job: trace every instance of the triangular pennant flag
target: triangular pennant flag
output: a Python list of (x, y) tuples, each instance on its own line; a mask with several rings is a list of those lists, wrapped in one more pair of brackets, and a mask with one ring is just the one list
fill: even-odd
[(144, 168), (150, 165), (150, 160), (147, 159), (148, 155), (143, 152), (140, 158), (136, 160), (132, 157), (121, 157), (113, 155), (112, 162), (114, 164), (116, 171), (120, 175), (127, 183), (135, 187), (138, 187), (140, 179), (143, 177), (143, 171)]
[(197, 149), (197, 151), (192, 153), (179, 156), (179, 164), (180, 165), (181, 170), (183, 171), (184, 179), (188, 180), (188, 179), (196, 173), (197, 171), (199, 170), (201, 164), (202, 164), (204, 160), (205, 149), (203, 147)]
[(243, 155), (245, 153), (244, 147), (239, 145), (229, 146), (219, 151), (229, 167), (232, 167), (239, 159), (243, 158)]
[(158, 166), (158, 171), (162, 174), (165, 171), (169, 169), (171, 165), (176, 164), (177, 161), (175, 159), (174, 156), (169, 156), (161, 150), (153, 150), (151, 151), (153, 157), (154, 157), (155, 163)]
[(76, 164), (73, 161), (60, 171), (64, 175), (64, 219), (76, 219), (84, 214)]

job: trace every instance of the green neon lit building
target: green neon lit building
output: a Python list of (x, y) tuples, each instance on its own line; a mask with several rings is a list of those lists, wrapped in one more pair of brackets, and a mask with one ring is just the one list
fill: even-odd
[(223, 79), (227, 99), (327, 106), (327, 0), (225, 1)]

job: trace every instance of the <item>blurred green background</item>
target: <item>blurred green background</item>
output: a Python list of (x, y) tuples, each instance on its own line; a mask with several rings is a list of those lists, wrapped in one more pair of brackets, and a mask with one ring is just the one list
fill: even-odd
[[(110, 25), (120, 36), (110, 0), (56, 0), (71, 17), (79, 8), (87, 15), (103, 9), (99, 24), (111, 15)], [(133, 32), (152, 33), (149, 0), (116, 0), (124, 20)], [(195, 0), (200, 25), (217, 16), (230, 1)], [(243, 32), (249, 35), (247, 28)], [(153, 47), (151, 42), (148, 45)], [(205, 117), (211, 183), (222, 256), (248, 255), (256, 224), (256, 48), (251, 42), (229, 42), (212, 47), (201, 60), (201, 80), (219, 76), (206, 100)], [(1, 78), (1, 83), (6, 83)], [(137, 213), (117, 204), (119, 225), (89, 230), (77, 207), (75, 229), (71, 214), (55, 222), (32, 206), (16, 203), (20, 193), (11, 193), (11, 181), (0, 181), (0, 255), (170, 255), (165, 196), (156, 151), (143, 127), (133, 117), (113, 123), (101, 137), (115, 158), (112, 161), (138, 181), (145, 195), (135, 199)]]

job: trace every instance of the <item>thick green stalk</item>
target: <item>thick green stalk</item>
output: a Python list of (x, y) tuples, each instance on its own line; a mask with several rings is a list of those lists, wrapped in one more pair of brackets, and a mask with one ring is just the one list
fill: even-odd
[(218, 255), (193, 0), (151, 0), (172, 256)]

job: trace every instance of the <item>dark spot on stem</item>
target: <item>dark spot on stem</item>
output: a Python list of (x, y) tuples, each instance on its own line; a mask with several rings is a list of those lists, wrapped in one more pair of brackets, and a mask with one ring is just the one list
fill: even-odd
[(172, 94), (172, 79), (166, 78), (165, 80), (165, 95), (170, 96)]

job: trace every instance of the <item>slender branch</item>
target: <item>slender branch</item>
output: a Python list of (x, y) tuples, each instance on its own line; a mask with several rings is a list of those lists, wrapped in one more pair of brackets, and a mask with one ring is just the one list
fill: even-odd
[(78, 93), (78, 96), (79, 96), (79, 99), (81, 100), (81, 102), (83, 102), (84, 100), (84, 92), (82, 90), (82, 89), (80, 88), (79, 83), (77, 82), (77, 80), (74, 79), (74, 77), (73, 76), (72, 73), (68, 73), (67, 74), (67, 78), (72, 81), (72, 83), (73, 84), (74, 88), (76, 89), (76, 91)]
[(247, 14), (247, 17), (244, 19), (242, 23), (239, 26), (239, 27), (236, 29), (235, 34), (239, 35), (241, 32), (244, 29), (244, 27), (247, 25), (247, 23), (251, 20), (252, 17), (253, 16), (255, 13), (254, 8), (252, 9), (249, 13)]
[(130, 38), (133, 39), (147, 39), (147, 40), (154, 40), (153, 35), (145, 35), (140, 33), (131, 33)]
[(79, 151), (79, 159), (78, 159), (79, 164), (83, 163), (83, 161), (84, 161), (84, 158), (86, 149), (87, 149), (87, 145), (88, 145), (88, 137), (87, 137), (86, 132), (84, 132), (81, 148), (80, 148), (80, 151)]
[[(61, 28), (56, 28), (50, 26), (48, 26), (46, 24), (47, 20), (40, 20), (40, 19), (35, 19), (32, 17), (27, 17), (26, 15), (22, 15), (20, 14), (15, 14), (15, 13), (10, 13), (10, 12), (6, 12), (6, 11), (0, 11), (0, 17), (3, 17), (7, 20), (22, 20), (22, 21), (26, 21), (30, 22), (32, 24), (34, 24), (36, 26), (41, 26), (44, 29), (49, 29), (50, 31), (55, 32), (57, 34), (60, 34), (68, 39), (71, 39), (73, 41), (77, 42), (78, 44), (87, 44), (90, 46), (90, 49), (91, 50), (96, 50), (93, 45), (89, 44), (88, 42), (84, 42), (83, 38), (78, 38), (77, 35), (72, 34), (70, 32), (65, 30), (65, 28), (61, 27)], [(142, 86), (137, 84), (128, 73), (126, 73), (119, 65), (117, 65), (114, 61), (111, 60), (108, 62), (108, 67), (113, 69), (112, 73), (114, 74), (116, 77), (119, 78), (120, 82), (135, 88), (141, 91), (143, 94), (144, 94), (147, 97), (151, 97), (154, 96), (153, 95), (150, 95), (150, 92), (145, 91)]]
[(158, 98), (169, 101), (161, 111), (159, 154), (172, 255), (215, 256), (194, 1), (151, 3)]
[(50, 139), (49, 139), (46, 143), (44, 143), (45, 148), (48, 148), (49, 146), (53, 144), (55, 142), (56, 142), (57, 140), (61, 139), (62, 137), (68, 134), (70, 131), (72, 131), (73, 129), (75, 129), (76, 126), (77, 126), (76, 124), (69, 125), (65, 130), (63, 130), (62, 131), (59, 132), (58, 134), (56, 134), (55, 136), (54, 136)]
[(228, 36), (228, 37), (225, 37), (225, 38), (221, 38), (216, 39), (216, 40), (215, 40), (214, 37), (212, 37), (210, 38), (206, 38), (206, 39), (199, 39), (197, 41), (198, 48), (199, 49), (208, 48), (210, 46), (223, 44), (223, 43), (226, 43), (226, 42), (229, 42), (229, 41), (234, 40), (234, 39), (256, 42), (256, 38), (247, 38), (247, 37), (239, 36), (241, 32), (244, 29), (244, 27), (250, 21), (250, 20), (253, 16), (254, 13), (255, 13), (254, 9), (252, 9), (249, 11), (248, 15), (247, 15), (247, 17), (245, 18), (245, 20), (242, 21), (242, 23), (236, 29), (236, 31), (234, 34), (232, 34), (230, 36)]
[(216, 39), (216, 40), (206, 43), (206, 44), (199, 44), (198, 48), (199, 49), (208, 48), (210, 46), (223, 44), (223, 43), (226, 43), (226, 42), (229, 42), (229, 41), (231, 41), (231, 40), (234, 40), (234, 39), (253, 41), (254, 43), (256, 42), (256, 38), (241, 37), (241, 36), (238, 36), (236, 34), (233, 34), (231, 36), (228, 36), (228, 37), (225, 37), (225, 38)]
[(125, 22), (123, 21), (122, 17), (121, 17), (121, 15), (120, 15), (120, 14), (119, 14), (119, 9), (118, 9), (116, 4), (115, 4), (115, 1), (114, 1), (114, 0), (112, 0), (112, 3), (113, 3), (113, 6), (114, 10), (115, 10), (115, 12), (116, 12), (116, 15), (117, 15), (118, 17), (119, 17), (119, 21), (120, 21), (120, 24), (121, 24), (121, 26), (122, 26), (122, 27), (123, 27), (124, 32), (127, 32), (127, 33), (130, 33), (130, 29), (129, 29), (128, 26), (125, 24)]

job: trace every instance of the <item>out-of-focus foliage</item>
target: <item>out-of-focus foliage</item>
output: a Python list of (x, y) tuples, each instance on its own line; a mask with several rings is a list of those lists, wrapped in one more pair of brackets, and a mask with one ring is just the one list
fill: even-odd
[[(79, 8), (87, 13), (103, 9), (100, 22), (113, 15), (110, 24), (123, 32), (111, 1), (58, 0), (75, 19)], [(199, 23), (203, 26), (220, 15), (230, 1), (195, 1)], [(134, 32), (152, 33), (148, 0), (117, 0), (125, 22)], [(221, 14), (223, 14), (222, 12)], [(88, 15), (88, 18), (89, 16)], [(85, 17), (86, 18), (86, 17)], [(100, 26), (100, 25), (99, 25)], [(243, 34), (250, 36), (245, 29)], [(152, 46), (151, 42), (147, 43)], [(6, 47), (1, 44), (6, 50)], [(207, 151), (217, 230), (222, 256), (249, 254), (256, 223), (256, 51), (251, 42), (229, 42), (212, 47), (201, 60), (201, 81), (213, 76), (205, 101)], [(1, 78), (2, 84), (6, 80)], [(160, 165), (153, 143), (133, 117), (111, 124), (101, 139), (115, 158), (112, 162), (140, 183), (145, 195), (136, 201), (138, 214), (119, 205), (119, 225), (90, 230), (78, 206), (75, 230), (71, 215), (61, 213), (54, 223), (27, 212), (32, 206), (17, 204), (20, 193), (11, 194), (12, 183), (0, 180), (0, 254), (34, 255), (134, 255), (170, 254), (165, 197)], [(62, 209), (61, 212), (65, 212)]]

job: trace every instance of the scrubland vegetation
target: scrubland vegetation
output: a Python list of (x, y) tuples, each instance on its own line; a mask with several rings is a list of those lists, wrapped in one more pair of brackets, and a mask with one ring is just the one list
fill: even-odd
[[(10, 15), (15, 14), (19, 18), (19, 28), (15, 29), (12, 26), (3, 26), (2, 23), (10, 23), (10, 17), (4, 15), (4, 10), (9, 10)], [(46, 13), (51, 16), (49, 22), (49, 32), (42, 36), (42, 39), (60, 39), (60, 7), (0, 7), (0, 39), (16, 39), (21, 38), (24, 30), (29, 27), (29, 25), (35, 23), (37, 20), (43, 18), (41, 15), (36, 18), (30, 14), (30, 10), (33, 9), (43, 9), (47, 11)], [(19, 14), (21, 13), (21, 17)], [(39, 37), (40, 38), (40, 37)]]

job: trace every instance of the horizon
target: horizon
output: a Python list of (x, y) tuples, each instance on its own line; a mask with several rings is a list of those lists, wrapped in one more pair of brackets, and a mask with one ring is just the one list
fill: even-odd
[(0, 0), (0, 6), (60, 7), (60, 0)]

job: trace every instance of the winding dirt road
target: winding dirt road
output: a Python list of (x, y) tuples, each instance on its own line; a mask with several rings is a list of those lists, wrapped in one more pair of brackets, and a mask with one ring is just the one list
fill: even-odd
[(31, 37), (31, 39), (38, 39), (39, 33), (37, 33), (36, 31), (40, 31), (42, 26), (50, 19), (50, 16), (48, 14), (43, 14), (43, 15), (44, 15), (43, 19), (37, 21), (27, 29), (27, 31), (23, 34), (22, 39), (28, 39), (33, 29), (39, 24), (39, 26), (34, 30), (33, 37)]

────────────────────────────────────────

Short problem
Write out the data again without changes, starting at the line that contains "job: trace every instance of the scrubland" and ending at the end of the data, both ends included.

Solved problem
job: trace every instance of the scrubland vegetation
target: scrubland vegetation
output: a Python list of (x, y) tuples, each instance on its own line; a mask with several rings is a list of those lists, wrapped in one more pair of brackets, and a mask with one ring is just the one list
fill: even-odd
[[(10, 15), (15, 14), (19, 18), (19, 28), (15, 29), (12, 26), (3, 26), (2, 23), (10, 23), (10, 17), (4, 15), (4, 10), (9, 10)], [(46, 13), (51, 16), (49, 22), (49, 32), (42, 36), (42, 39), (60, 39), (60, 7), (0, 7), (0, 39), (16, 39), (21, 38), (24, 30), (29, 27), (29, 25), (35, 23), (37, 20), (43, 18), (41, 15), (36, 18), (30, 14), (30, 10), (33, 9), (43, 9), (47, 11)], [(19, 14), (21, 13), (21, 17)], [(39, 37), (40, 38), (40, 37)]]

job: trace every instance of the horizon
target: horizon
output: a Python list of (x, y) tuples, each instance on its own line; a mask with several rings is a list of those lists, wrapped in one more pair of brackets, and a mask with one ring is just the one list
fill: even-odd
[(0, 0), (0, 6), (60, 7), (60, 0)]

job: trace every instance of the winding dirt road
target: winding dirt road
output: a Python list of (x, y) tuples, each instance on its own line; a mask with several rings is a list of those lists, wrapped in one more pair of brackets, and a mask with one ring is just the one list
fill: even-odd
[(31, 37), (31, 39), (38, 39), (39, 33), (37, 33), (36, 31), (40, 31), (42, 26), (50, 19), (50, 16), (48, 14), (43, 14), (43, 15), (44, 15), (43, 19), (37, 21), (27, 29), (27, 31), (23, 34), (22, 39), (28, 39), (33, 29), (39, 24), (39, 26), (34, 30), (33, 37)]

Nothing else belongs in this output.